*Your assignment*.
Go through the data line by line from the top, retyping each exactly, and end with the line that contains "Task: identify the hedge in".

*Data excerpts*.
::::

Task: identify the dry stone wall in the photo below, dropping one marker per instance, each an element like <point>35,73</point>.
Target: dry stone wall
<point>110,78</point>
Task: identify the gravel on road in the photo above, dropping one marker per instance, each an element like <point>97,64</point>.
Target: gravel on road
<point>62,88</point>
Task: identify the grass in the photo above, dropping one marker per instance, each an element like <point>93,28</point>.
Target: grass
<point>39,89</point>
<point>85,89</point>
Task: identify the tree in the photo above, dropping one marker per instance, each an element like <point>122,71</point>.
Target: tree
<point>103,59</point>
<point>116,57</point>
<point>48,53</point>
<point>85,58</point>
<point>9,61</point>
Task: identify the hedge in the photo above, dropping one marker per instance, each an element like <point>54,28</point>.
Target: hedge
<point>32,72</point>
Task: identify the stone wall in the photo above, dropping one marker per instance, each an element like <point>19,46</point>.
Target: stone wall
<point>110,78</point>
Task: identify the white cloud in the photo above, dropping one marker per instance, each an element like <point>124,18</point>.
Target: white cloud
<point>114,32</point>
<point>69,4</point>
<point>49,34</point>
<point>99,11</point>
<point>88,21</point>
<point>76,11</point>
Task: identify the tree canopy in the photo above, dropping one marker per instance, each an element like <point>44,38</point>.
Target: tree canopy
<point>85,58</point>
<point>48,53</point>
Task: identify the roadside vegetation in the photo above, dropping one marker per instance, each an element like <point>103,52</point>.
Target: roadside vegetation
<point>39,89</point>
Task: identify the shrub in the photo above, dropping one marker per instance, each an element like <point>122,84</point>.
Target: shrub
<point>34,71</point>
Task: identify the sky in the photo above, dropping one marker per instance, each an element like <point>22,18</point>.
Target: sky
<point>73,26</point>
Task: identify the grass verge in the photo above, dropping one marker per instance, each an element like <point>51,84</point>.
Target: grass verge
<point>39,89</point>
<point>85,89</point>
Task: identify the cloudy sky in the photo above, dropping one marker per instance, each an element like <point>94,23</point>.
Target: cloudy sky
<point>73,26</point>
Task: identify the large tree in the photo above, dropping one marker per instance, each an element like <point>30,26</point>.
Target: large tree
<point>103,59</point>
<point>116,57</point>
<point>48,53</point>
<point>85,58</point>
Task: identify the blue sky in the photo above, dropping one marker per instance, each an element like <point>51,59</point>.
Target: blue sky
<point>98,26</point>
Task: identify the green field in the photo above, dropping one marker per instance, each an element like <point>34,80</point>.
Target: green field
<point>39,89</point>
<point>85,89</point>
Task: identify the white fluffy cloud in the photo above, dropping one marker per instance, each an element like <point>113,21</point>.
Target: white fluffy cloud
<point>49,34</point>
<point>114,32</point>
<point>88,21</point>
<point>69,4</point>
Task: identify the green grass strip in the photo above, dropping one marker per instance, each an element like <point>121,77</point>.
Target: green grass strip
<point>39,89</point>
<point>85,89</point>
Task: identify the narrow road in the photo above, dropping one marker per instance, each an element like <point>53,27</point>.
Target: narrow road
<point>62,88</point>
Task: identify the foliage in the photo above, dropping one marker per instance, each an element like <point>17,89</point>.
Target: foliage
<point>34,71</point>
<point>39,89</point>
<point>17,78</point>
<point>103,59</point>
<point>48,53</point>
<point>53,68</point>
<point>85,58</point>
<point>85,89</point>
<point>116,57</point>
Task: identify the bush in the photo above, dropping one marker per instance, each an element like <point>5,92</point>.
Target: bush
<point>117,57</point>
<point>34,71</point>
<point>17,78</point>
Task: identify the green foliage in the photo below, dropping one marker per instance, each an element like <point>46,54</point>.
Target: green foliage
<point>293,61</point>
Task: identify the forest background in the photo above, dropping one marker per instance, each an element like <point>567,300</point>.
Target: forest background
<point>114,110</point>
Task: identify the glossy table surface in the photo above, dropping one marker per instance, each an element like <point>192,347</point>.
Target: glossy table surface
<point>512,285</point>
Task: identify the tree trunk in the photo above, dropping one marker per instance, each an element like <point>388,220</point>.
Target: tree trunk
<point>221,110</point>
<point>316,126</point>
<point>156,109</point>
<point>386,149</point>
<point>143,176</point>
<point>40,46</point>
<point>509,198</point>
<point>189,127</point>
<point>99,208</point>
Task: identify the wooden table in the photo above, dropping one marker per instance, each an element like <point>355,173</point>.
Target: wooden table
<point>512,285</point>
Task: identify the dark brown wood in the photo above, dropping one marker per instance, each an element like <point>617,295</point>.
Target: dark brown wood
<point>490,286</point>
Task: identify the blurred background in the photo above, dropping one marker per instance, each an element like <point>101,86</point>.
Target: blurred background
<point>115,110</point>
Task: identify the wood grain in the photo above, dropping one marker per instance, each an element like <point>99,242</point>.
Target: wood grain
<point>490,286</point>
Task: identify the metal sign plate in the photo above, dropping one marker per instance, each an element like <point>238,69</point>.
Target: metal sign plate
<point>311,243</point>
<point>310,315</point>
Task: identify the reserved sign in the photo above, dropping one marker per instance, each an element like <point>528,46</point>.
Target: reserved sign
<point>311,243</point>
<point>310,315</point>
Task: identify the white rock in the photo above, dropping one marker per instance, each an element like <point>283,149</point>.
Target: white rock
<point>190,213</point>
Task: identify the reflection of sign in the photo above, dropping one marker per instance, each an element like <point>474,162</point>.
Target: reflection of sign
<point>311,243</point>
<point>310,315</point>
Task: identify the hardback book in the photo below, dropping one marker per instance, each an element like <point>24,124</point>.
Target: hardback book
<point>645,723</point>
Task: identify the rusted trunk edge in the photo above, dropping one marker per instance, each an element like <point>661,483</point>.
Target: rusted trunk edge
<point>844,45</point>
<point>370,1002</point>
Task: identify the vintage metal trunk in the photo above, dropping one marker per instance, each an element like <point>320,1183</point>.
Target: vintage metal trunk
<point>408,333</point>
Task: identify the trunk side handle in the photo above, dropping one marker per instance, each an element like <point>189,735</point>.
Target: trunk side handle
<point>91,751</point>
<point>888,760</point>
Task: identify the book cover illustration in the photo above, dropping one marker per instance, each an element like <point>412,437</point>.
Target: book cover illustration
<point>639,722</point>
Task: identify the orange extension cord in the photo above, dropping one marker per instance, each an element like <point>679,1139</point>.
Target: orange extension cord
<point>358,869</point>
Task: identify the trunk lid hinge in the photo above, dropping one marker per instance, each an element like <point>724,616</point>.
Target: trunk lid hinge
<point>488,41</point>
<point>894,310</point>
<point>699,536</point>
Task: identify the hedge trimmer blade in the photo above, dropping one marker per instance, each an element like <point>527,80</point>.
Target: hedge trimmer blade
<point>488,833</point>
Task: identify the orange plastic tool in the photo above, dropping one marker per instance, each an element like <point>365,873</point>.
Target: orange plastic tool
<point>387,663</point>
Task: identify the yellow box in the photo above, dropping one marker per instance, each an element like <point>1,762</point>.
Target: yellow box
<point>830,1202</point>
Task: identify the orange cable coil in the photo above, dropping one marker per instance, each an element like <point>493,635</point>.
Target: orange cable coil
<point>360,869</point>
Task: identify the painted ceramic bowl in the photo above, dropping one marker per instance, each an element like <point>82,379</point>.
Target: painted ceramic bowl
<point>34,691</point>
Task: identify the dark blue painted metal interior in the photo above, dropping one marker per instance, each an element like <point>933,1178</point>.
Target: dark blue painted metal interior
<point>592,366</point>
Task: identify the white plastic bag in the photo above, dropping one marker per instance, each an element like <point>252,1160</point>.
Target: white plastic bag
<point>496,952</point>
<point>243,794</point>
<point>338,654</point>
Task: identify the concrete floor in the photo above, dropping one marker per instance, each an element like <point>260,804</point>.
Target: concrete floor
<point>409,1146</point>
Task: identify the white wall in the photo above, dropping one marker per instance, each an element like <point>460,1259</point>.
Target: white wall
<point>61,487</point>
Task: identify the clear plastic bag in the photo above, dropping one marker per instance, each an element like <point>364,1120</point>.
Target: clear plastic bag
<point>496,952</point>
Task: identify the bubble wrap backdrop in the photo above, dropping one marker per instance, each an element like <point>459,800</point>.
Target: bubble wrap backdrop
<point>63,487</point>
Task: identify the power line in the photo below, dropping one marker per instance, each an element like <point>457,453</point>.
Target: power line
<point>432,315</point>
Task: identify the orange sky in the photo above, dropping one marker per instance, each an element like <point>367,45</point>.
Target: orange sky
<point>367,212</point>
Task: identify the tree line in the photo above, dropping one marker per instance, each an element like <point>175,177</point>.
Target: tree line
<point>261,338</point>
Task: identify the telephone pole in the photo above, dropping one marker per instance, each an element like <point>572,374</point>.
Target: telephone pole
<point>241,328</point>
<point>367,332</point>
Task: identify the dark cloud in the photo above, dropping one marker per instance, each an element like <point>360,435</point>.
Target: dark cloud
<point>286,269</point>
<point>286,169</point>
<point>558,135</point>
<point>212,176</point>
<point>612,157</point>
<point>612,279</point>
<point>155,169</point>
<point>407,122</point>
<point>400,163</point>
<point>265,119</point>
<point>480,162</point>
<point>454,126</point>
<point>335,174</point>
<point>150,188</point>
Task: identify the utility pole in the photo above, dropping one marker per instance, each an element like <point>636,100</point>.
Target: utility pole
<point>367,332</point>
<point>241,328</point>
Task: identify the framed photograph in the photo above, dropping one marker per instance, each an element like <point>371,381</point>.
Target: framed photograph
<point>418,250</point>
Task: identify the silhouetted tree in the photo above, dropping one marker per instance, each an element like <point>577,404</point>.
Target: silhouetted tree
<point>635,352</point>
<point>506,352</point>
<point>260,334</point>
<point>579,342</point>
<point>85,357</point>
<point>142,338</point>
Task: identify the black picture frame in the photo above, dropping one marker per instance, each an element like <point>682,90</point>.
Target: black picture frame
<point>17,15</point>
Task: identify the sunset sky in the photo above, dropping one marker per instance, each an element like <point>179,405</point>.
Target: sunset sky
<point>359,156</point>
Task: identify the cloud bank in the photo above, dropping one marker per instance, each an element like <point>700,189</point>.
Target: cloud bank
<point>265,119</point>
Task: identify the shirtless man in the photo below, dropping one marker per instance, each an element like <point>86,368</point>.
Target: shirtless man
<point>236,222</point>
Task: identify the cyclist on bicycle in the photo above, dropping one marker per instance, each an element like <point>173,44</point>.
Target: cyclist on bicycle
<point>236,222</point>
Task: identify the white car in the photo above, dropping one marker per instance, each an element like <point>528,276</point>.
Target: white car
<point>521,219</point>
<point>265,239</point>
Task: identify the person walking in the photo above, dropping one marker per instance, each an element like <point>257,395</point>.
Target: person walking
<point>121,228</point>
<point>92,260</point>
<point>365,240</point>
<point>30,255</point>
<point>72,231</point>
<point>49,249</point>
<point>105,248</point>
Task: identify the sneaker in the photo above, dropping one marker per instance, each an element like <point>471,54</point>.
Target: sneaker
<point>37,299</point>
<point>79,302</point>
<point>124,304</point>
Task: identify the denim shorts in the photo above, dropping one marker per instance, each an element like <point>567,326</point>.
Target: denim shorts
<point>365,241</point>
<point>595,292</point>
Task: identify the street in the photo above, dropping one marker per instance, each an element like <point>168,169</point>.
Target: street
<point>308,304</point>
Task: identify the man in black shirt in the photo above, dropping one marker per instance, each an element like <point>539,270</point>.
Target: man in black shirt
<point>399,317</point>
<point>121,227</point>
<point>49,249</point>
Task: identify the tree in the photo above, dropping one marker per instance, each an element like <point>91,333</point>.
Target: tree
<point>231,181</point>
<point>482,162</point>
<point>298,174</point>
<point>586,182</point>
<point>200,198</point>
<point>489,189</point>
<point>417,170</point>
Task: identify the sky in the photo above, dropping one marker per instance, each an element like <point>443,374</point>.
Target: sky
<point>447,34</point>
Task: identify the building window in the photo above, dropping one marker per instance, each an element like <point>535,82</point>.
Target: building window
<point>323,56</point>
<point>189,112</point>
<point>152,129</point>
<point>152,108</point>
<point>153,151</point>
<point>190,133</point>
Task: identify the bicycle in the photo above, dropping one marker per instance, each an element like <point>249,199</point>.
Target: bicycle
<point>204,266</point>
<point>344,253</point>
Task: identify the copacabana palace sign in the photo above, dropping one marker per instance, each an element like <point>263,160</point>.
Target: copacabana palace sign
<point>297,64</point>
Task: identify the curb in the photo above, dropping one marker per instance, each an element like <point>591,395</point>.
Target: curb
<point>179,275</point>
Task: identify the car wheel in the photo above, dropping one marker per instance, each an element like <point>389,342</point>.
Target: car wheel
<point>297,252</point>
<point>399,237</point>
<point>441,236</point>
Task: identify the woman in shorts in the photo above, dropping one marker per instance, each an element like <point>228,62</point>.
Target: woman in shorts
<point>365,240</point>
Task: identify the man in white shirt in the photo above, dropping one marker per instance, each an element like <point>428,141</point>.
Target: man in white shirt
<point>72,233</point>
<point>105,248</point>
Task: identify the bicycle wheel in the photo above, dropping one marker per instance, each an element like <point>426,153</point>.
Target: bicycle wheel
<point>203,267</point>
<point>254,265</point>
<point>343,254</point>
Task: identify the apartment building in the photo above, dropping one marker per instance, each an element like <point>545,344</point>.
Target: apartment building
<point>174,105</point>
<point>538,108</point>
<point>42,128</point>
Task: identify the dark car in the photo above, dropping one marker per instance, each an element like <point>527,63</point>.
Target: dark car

::::

*Answer box*.
Task: identify the dry stone wall in the photo below, dropping one marker per instance, each an element like <point>35,73</point>.
Target: dry stone wall
<point>110,78</point>
Task: identify the gravel on road in the photo above, dropping one marker per instance, each an element like <point>97,64</point>.
Target: gravel on road
<point>62,88</point>
Task: identify the grass in the photo above, dropping one marker per instance, each an element like <point>93,28</point>.
Target: grass
<point>39,89</point>
<point>85,89</point>
Task: identify the tree in the photo above, dropping one marker per instance, each an element like <point>122,71</point>.
Target: tree
<point>103,59</point>
<point>116,57</point>
<point>48,53</point>
<point>85,58</point>
<point>9,61</point>
Task: identify the hedge in the photo above, dropping one marker per instance, each an element like <point>54,28</point>.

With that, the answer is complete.